→ WORK TASK: Only the lines from the first line of the entries through the line with "Locate the white building" belong in the answer, each restated word for word and without pictures.

→ DATA FOR THE TASK:

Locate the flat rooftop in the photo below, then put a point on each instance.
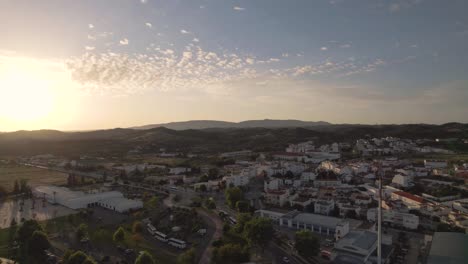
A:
(448, 248)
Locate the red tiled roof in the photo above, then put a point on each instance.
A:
(410, 196)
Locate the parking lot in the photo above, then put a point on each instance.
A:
(14, 209)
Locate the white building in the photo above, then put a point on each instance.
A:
(405, 220)
(435, 164)
(356, 247)
(410, 200)
(324, 207)
(236, 180)
(403, 180)
(321, 224)
(78, 200)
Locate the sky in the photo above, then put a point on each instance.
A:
(94, 64)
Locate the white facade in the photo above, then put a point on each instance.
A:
(406, 220)
(434, 164)
(324, 207)
(78, 200)
(403, 180)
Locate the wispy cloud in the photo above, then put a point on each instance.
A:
(399, 5)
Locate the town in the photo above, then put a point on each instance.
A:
(310, 203)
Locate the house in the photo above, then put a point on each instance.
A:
(276, 197)
(408, 199)
(179, 170)
(435, 164)
(357, 246)
(402, 180)
(393, 217)
(236, 180)
(448, 247)
(324, 207)
(236, 154)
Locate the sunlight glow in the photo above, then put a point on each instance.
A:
(25, 92)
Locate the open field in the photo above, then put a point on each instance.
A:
(35, 176)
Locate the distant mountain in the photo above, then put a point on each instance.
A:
(204, 124)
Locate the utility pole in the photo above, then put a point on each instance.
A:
(379, 221)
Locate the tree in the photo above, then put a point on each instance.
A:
(203, 188)
(137, 227)
(351, 214)
(188, 257)
(259, 231)
(204, 178)
(233, 195)
(210, 203)
(119, 235)
(79, 257)
(152, 203)
(82, 231)
(27, 229)
(242, 206)
(242, 219)
(307, 244)
(37, 244)
(145, 258)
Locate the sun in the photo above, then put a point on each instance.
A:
(26, 93)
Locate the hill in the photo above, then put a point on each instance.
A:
(204, 124)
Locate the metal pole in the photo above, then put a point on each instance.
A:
(379, 221)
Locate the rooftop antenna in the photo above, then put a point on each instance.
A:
(379, 220)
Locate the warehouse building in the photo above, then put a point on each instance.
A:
(112, 200)
(321, 224)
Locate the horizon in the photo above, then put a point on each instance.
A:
(138, 127)
(87, 65)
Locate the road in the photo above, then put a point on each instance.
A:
(186, 196)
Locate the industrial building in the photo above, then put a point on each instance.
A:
(313, 222)
(112, 200)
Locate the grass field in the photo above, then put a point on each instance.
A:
(35, 176)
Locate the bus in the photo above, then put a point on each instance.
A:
(177, 243)
(325, 254)
(232, 220)
(160, 236)
(151, 229)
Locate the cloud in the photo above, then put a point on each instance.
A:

→ ANSWER SECTION:
Locate the flat rooftop in the photo below, then put a point on each instance.
A:
(448, 248)
Locate the red tiled roof in the photo above, then put a point on each instance.
A:
(410, 196)
Locate the parking lot in the photo above, then put a point on each instance.
A:
(14, 209)
Locate the white building in the photo above, then put a point on each instance.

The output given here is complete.